▶ Исходный материал:
-=-=-=-=-

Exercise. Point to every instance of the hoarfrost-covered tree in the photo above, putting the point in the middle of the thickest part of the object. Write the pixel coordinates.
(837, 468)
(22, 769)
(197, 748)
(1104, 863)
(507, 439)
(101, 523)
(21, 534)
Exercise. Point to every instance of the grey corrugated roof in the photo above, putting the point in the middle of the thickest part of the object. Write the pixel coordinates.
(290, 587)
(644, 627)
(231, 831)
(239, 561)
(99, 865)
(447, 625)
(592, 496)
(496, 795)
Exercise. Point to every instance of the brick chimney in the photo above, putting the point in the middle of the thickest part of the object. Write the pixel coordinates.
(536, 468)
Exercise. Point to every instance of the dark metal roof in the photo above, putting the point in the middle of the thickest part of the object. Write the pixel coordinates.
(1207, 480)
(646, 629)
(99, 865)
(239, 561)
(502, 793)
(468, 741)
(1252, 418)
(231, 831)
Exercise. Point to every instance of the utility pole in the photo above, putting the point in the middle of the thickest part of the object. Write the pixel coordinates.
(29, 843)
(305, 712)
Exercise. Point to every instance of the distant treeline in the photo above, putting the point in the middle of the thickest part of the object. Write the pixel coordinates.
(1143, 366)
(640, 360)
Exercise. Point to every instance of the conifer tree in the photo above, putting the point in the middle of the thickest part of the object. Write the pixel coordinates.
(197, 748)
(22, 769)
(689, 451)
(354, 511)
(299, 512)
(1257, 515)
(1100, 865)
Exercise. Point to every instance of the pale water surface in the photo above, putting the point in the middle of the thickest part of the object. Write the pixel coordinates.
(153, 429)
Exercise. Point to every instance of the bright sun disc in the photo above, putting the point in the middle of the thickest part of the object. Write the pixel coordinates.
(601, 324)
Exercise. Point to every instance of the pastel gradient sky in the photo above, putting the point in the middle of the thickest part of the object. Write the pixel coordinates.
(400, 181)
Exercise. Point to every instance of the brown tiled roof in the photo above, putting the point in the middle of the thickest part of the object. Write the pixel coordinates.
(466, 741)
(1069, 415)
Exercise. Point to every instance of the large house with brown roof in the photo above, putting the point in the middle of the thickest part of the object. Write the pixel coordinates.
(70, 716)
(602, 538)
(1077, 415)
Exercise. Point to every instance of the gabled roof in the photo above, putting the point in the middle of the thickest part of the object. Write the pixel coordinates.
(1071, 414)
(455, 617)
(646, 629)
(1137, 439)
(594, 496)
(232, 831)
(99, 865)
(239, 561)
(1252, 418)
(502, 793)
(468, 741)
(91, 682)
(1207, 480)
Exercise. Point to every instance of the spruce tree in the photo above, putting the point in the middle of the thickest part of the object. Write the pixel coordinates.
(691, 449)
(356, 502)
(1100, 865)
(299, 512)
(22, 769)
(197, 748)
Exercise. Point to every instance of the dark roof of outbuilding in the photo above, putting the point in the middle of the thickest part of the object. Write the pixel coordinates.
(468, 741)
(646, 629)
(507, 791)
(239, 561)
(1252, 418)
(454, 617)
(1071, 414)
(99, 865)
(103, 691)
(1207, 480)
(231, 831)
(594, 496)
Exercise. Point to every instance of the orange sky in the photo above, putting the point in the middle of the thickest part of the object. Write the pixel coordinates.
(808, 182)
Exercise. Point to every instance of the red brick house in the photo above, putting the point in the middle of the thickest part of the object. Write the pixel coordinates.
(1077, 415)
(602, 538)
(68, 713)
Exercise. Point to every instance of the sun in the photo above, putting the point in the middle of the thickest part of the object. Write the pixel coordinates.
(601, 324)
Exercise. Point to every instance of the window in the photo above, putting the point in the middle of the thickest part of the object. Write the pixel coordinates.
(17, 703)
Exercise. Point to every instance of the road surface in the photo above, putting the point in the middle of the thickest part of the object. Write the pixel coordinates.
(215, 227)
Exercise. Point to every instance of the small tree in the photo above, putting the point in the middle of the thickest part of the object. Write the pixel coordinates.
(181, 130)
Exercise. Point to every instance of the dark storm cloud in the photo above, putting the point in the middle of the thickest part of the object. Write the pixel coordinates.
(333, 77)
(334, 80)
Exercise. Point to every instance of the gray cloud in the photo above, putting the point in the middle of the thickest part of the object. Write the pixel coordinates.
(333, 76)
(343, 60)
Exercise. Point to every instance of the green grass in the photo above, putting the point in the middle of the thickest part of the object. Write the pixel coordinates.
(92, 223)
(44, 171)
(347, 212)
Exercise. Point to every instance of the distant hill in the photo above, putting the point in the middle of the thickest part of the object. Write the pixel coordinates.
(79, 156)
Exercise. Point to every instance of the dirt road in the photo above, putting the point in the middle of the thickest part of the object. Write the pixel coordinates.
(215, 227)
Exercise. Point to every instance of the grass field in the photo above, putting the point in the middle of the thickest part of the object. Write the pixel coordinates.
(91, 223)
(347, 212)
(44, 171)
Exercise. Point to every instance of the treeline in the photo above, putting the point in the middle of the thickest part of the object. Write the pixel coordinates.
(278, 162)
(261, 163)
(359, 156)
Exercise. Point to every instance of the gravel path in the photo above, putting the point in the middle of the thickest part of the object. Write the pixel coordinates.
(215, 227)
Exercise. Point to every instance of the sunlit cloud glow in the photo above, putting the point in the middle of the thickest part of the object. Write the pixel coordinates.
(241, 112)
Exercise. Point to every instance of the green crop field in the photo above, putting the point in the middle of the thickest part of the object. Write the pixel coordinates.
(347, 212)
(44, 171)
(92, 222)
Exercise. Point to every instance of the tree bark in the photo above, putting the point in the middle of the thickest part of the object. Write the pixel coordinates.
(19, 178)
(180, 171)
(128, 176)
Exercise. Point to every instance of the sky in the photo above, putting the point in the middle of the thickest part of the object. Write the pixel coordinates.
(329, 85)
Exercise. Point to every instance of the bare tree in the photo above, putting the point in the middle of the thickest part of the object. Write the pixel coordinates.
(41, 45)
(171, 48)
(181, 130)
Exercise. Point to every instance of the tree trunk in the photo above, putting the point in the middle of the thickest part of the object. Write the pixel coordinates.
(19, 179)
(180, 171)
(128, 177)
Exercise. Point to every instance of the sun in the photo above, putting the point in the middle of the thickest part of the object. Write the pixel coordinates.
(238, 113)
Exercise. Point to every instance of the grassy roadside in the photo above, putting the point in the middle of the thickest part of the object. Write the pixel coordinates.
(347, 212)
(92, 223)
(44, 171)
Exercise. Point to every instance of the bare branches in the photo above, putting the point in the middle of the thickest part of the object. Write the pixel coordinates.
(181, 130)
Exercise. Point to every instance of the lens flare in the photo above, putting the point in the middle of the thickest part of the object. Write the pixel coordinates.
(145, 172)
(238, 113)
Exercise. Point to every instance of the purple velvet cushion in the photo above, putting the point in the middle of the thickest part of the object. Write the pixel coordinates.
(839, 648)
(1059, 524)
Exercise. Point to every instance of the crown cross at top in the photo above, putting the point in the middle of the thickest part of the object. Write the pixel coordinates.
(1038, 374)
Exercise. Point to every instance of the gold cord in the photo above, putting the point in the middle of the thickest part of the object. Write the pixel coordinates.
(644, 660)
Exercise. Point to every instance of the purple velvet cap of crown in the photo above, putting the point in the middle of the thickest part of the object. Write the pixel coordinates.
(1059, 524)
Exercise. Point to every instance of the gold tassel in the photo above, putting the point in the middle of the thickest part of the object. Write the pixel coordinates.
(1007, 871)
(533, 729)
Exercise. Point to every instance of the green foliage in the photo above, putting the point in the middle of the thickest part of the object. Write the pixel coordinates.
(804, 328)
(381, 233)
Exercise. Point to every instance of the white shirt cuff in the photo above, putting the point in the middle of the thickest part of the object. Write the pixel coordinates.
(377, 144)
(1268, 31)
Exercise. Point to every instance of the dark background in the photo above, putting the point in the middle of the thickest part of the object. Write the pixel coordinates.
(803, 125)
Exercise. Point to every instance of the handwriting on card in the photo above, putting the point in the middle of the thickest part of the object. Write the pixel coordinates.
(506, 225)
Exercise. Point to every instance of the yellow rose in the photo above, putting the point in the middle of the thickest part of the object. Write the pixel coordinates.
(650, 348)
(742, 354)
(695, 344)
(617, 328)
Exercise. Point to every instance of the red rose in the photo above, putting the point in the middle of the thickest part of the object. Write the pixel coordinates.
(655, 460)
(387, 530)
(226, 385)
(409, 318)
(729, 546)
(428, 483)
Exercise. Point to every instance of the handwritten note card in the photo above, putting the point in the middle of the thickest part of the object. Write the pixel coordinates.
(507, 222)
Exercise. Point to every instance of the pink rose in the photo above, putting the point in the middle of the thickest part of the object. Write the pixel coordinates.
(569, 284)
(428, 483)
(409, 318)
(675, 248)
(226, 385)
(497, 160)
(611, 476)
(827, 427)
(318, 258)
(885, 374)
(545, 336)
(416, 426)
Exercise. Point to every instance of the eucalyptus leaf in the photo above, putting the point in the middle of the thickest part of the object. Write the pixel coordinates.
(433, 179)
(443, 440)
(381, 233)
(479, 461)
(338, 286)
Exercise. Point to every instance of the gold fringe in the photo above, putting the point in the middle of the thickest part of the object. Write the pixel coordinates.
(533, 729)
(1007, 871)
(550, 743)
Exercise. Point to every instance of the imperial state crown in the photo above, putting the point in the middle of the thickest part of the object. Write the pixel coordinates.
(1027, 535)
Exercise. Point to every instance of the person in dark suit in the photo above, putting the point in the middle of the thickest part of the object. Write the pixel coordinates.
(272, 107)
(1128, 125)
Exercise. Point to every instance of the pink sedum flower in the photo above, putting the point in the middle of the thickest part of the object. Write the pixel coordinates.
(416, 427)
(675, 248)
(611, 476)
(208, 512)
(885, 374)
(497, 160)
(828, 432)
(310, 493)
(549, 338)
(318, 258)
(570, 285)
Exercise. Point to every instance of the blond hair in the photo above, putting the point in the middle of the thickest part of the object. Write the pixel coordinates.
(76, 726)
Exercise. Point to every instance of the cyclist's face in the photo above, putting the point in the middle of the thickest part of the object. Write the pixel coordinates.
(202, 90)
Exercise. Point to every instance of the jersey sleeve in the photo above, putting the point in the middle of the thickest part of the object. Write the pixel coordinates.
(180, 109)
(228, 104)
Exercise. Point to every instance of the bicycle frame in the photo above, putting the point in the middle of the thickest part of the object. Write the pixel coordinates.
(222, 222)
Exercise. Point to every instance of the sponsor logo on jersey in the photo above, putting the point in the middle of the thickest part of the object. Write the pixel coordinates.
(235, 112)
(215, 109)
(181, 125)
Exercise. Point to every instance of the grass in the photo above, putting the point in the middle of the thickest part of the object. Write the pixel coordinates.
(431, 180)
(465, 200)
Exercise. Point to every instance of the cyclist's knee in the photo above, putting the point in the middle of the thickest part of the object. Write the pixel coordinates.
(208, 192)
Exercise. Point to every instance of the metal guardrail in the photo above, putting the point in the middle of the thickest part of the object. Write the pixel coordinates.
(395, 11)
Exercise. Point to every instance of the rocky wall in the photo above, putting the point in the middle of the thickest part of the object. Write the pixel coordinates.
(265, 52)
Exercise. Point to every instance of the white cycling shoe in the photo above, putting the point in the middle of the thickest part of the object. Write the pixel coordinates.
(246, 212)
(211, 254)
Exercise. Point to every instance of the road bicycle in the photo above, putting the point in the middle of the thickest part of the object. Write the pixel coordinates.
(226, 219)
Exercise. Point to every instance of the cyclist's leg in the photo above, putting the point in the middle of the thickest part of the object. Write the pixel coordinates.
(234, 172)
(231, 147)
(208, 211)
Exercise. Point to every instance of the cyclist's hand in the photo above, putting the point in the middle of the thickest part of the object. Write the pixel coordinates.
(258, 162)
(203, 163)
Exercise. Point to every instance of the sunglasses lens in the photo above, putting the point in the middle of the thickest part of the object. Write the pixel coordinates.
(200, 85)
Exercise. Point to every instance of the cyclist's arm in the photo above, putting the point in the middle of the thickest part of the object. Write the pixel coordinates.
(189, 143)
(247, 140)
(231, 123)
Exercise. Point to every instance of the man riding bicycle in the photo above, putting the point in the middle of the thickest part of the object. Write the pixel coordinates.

-=-=-=-=-

▶ Задание: Внесите в нумерованный список всё, начиная со строки с «Exercise. Point to every instance of the rocky» и до самого конца материала. Пустые строки не включайте.

▶ Решение:
1. Exercise. Point to every instance of the rocky wall in the photo above, putting the point in the middle of the thickest part of the object. Write the pixel coordinates.
2. (265, 52)
3. Exercise. Point to every instance of the white cycling shoe in the photo above, putting the point in the middle of the thickest part of the object. Write the pixel coordinates.
4. (246, 212)
5. (211, 254)
6. Exercise. Point to every instance of the road bicycle in the photo above, putting the point in the middle of the thickest part of the object. Write the pixel coordinates.
7. (226, 219)
8. Exercise. Point to every instance of the cyclist's leg in the photo above, putting the point in the middle of the thickest part of the object. Write the pixel coordinates.
9. (234, 172)
10. (231, 147)
11. (208, 211)
12. Exercise. Point to every instance of the cyclist's hand in the photo above, putting the point in the middle of the thickest part of the object. Write the pixel coordinates.
13. (258, 162)
14. (203, 163)
15. Exercise. Point to every instance of the sunglasses lens in the photo above, putting the point in the middle of the thickest part of the object. Write the pixel coordinates.
16. (200, 85)
17. Exercise. Point to every instance of the cyclist's arm in the photo above, putting the point in the middle of the thickest part of the object. Write the pixel coordinates.
18. (189, 143)
19. (247, 140)
20. (231, 123)
21. Exercise. Point to every instance of the man riding bicycle in the photo above, putting the point in the middle of the thickest part of the object. Write the pixel coordinates.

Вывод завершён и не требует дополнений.